─── EXTRAIT DU TEXTE ───

Dans le Nosferatu d’Herzog, l’ambiance est plus inquiétante qu’horrifique. L’antagoniste  est une âme en peine cherchant désespérément l’amour et l’énonce clairement lors de sa rencontre avec l’héroïne, en se justifiant « The absence of love is the most abject pain » [traduction : « L’absence d’amour est la douleur la plus abjecte »]. Lucy (Isabelle Adjani), magnifique, telle une madone, se refuse au comte en dévoilant sa croix, dans un geste à la fois calme et puissant. L’héroïne, majestueuse et digne, plante son regard dans celui de Dracula en lui rétorquant « You may be assured even the unthinkable will not deter me » [traduction : « Vous pouvez être assuré que même l’impensable ne me découragera pas. »].  De la première à la dernière minute du film, Lucy gardera cette conduite mesurée et déterminée, jusqu’à son ultime sacrifice.  

L’œuvre d’Eggers s’en écarte à bien des égards. Le réalisateur, en mettant Ellen/Lily-Rose Depp à l’honneur, va travailler toute la complexité de la psychée du personnage et ses tourments. Robert Eggers le dit lui-même, les scientifiques de l’époque pensaient que les crises de somnambulisme étaient une porte vers d’autres mondes. C’est précisément ce que le réalisateur va mettre en images, et ce dès la première scène lorsque Nosferatu répond à sa prière, l’amenant à ce qui ressemble à une crise d’épilepsie. 

Ellen est tout le contraire d’Adjani. Plus expressive, exprimant physiquement ses peurs et ses tourments, parfois jusqu’à “l’hystérie”, elle est une victime du comte Orlok, mais aussi des hommes qui l’entourent et plus largement de la société patriarcale du XIXème siècle. Nous la voyons vaciller progressivement, s’enfoncer dans la folie jusqu’à être possédée. 

Plus grave encore, elle est coupable. Coupable d’avoir appelé de ses vœux la Bête (« Come to me »), coupable de l’avoir désirée, telle Eve, elle est à l’origine du Chaos qui se déploie sous nos yeux.

Nous assistons ici à l’incarnation du vœu le plus cher de la protagoniste, la venue de la Mort. Et cette Mort-là n’est pas séduisante, ni élégante. Elle est au contraire laide, terrifiante, obscène dans sa manière de dévorer ses victimes . Il est impossible de la regarder dans les yeux, impossible de la voir, elle échappe à notre regard, traverse les âges et appartient aux Ténèbres. Sa Présence s’incarne en un râle dont la langue, le Dace, est morte ; lorsque Nosferatu s’attaque à ses proies, ce n’est plus à leur cou mais à leur cœur qu’il s’en prend. Il avale leur sang à grandes lampées, les viole ouvertement. 

Loin du roman de Bram Stoker, de l’adaptation de Coppola (1992), de Murnau et Herzog, notre Nosferatu est tout sauf une romance. Ellen n’est pas la dernière parcelle d’humanité restante du monstre, elle est une ultime proie pouvant assouvir sa lubricité. Aucune douceur dans leurs échanges, plutôt une violence et une soumission qui seront fatales à l’héroïne.

───

CONSIGNE: Recopiez fidèlement le passage de l'extrait sur les adaptations de Nosferatu qui va de « Ellen est tout » jusqu'à « sous nos yeux. ».

─── DONNÉES AFFICHÉES ───

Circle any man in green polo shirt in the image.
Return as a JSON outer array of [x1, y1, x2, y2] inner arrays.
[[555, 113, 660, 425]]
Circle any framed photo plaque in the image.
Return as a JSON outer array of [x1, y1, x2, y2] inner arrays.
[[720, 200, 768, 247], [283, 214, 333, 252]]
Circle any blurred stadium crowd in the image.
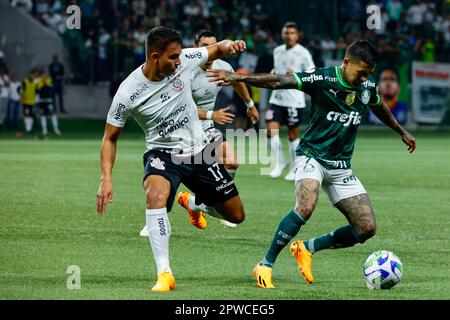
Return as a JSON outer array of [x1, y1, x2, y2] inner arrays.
[[0, 0, 450, 132], [5, 0, 450, 82]]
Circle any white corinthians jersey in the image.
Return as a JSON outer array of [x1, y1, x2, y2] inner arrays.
[[192, 59, 234, 130], [106, 48, 208, 156], [269, 43, 316, 108]]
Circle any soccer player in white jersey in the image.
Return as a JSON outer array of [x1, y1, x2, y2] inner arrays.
[[97, 27, 245, 292], [265, 22, 315, 181], [139, 29, 259, 237], [182, 30, 259, 228]]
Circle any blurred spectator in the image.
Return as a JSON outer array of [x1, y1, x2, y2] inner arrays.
[[369, 69, 408, 125], [422, 37, 436, 62], [0, 68, 9, 127], [320, 35, 336, 61], [11, 0, 33, 12], [7, 73, 22, 130], [36, 70, 61, 137], [48, 54, 66, 113], [386, 0, 403, 31], [20, 69, 37, 134], [408, 0, 428, 27]]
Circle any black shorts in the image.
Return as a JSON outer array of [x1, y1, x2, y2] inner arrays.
[[144, 148, 239, 211], [205, 127, 226, 145], [266, 104, 303, 127], [22, 104, 34, 117], [38, 102, 55, 116]]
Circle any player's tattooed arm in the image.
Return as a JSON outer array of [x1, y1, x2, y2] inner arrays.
[[371, 102, 416, 153], [208, 70, 298, 90]]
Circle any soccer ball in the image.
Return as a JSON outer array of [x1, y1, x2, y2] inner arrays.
[[364, 250, 403, 289]]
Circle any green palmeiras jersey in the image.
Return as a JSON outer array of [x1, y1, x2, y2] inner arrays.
[[293, 67, 381, 169]]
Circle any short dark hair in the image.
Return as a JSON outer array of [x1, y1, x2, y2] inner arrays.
[[145, 27, 181, 56], [194, 29, 216, 45], [345, 40, 377, 67], [283, 21, 300, 31]]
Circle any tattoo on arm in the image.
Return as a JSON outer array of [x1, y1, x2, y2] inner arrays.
[[371, 102, 404, 135], [236, 73, 297, 90]]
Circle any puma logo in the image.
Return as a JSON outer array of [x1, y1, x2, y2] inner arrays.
[[330, 89, 339, 98]]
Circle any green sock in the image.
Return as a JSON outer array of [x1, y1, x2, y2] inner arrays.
[[227, 169, 237, 180], [261, 210, 306, 267], [304, 225, 364, 253]]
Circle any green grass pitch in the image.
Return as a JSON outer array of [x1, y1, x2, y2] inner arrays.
[[0, 126, 450, 300]]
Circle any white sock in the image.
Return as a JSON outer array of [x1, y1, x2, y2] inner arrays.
[[270, 134, 286, 164], [188, 196, 206, 211], [189, 196, 223, 219], [289, 138, 300, 163], [145, 208, 172, 275], [23, 117, 33, 132], [41, 116, 48, 135], [52, 114, 59, 133], [227, 169, 237, 180]]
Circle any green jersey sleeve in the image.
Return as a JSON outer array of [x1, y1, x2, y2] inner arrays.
[[369, 86, 381, 107], [293, 69, 324, 96]]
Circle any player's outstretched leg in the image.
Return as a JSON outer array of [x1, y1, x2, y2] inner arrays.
[[289, 240, 314, 283], [256, 179, 320, 288], [216, 141, 239, 228], [252, 263, 275, 289], [175, 192, 208, 229]]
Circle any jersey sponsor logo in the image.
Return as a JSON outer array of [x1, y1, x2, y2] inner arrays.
[[361, 80, 376, 88], [302, 74, 323, 83], [345, 92, 356, 106], [130, 83, 149, 101], [216, 180, 234, 192], [158, 117, 189, 138], [184, 51, 202, 60], [150, 158, 166, 170], [109, 102, 125, 121], [156, 218, 166, 236], [329, 89, 339, 98], [327, 111, 362, 127], [361, 89, 370, 104], [159, 92, 170, 103], [266, 109, 274, 121], [342, 174, 357, 183], [170, 77, 184, 92], [155, 104, 187, 129], [223, 188, 234, 194]]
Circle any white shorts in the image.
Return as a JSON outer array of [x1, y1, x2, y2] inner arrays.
[[293, 156, 367, 206]]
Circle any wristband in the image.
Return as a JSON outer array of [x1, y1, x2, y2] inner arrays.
[[245, 100, 255, 111]]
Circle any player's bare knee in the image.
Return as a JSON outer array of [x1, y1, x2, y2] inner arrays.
[[224, 160, 239, 170], [295, 203, 315, 221], [355, 219, 377, 242], [228, 209, 245, 224], [145, 187, 169, 208]]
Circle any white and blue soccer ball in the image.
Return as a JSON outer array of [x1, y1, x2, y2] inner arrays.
[[364, 250, 403, 289]]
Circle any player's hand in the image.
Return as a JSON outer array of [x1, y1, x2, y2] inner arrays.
[[206, 69, 239, 86], [402, 132, 416, 153], [97, 180, 112, 215], [225, 40, 247, 54], [247, 107, 259, 124], [211, 107, 234, 125]]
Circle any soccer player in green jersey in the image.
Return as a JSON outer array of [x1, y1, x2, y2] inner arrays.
[[209, 40, 416, 288]]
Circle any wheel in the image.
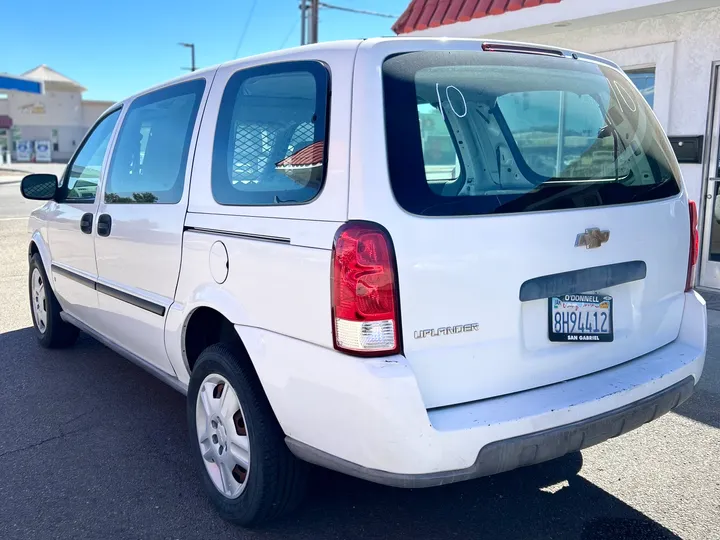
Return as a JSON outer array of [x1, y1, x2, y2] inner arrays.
[[28, 253, 79, 349], [187, 344, 308, 526]]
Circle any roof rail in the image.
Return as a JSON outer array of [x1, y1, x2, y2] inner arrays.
[[482, 41, 565, 57]]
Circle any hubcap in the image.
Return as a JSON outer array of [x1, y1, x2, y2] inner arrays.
[[30, 268, 47, 334], [195, 373, 250, 499]]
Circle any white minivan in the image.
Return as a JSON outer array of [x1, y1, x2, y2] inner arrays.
[[21, 38, 706, 525]]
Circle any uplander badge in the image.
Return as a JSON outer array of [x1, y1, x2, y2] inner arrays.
[[415, 323, 480, 339]]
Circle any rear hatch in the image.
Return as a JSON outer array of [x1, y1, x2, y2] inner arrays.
[[383, 47, 690, 408]]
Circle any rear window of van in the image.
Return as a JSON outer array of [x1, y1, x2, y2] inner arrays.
[[382, 51, 680, 216]]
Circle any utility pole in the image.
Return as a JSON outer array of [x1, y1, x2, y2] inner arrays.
[[300, 0, 307, 45], [178, 43, 195, 71], [300, 0, 397, 45], [310, 0, 320, 43]]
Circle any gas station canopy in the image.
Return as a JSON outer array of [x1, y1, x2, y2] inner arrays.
[[0, 74, 43, 94]]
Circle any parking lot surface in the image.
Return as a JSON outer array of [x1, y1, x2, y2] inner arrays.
[[0, 177, 720, 540]]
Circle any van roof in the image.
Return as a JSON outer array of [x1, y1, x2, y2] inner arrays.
[[114, 37, 621, 106]]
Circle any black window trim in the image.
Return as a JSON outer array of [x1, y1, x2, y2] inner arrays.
[[381, 50, 683, 217], [103, 77, 208, 205], [55, 103, 123, 204], [210, 60, 332, 208]]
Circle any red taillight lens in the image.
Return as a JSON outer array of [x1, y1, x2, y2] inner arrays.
[[685, 201, 700, 292], [332, 221, 400, 355]]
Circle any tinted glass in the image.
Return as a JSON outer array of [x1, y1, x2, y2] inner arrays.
[[212, 62, 329, 205], [60, 109, 120, 202], [105, 79, 205, 204], [383, 51, 680, 215], [626, 69, 655, 108]]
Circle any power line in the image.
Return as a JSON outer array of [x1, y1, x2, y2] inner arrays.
[[300, 0, 397, 45], [319, 2, 397, 19], [233, 0, 257, 58]]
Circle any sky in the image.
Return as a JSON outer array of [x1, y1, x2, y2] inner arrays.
[[0, 0, 410, 101]]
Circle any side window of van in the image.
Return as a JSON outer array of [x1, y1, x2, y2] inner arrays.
[[58, 109, 120, 203], [212, 61, 330, 205], [105, 79, 205, 204], [417, 103, 461, 186]]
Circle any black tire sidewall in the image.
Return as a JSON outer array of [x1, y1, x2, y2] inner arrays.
[[187, 345, 288, 526], [28, 253, 60, 347]]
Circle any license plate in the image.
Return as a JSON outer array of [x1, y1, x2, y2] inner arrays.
[[548, 294, 613, 342]]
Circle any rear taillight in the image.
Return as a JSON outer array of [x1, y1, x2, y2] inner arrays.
[[685, 201, 700, 292], [331, 221, 400, 356]]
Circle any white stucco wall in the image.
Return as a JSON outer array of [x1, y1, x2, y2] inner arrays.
[[8, 90, 83, 126], [497, 8, 720, 206]]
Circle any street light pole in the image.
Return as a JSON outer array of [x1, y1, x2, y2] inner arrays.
[[300, 0, 307, 45], [178, 43, 195, 71], [310, 0, 320, 43]]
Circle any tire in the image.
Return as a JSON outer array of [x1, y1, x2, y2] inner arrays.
[[187, 344, 309, 527], [28, 253, 80, 349]]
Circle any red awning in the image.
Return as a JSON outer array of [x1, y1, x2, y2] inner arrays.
[[275, 141, 325, 169], [392, 0, 560, 34]]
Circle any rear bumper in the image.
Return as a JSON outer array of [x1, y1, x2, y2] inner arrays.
[[286, 376, 695, 488], [236, 293, 707, 487]]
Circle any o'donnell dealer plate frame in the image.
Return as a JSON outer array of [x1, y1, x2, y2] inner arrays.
[[548, 294, 615, 343]]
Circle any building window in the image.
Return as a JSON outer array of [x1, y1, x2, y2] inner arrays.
[[625, 68, 655, 107]]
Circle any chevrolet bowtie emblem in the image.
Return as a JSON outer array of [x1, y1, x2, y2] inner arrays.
[[575, 228, 610, 249]]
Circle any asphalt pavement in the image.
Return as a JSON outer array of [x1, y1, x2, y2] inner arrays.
[[0, 178, 720, 540]]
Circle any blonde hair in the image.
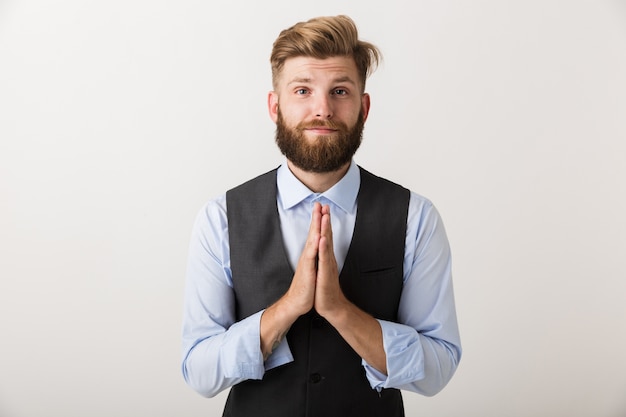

───

RÉPONSE:
Ellen est tout le contraire d’Adjani. Plus expressive, exprimant physiquement ses peurs et ses tourments, parfois jusqu’à “l’hystérie”, elle est une victime du comte Orlok, mais aussi des hommes qui l’entourent et plus largement de la société patriarcale du XIXème siècle. Nous la voyons vaciller progressivement, s’enfoncer dans la folie jusqu’à être possédée. 

Plus grave encore, elle est coupable. Coupable d’avoir appelé de ses vœux la Bête (« Come to me »), coupable de l’avoir désirée, telle Eve, elle est à l’origine du Chaos qui se déploie sous nos yeux.